Excerpt provided:

Because of the difficulty in controlling filler distribution accurately in handsheets, the handsheets with various filler distribution were controlled by laminating three layers of the handsheet at 40 g/m² (i.e., 0.80 g) after forming. To eliminate the variation of paper properties induced by the differences in filler content, the handsheets for each layer with target filler content were made according to filler retention rate and ash testing results; then the damp plies were combined as layered sheets before pressing and drying. The total filler content in the laminated paper was fixed at 25%±0.5%. Seven filler distribution curves in the z-direction of paper were designed by adjusting the filler content in three layers of the handsheet, as shown in Table 1.

The handsheets were made according to TAPPI standard method T 205 sp-95 (2002). The wet laminated papers were pressed, and then air-dried at 23 °C and 50% relative humidity for 24 h before physical testing. At least five series of experiments were run for each formulation. The bulk (T411om-89, 2005), Gurley porosity (T460 om-02, 2002), tensile index (T494 om-01, 2001), internal bond strength (T541 om-05, 2005), brightness (T452 om-02, 2002), and opacity (T425 om-01, 2001) were measured according to TAPPI test methods. The handsheets were calcined at 525 °C to determine the filler content in handsheets according to TAPPI test method T211 om-93 (2002).

Table 1. Design of Filler and Fiber Mass Distribution in Each Layer

*The sheet sample from No.1 is once-formed sample.

Scanning electron microscopy observation

The cross sections of the paper samples were characterized with a JEOL JSM-6400 scanning electron microscope (Quebec, Canada). The back-scattered electron images (BEI) were used to observe filler distribution in the z-direction with an accelerating voltage of 15 kV. Samples were carbon-coated using an Edwards E306A evaporative golden coater (Quebec, Canada) before analysis.

Filler distribution factor

Filler particles typically exist in paper in the form of aggregates due to the flocculation by using chemical additives. The formation of filler aggregates indicates a local rich filler concentration, which impacts paper structure, and thus affects the paper strength and optical properties.

Herein, a new filler distribution factor, F_c (Eq. 3), was proposed to describe the degree of filler particles concentrated in the z-direction of paper for a given filler content. The F_c of different samples in Table 1 is shown in Table 2.

F_c = [max (F_t, F_m, F_b) – min (F_t, F_m, F_b) ]/ max (F_t, F_m, F_b) (3)

where F_t, F_m, and F_b are the filler content (g) in the top, middle, and bottom layer (near forming wire) of laminated paper, respectively.

Collected material:
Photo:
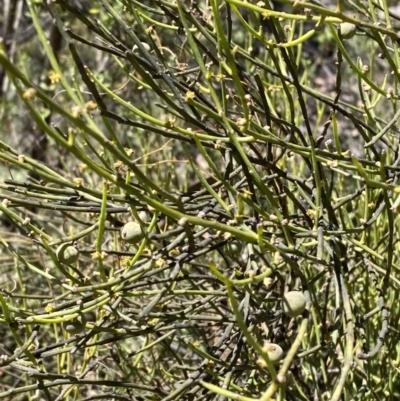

Exercise task: In the excerpt on filler distribution in laminated paper, at what value was the total filler content fixed? The lines after the excerpt have no part in this.

The reply: 25%±0.5%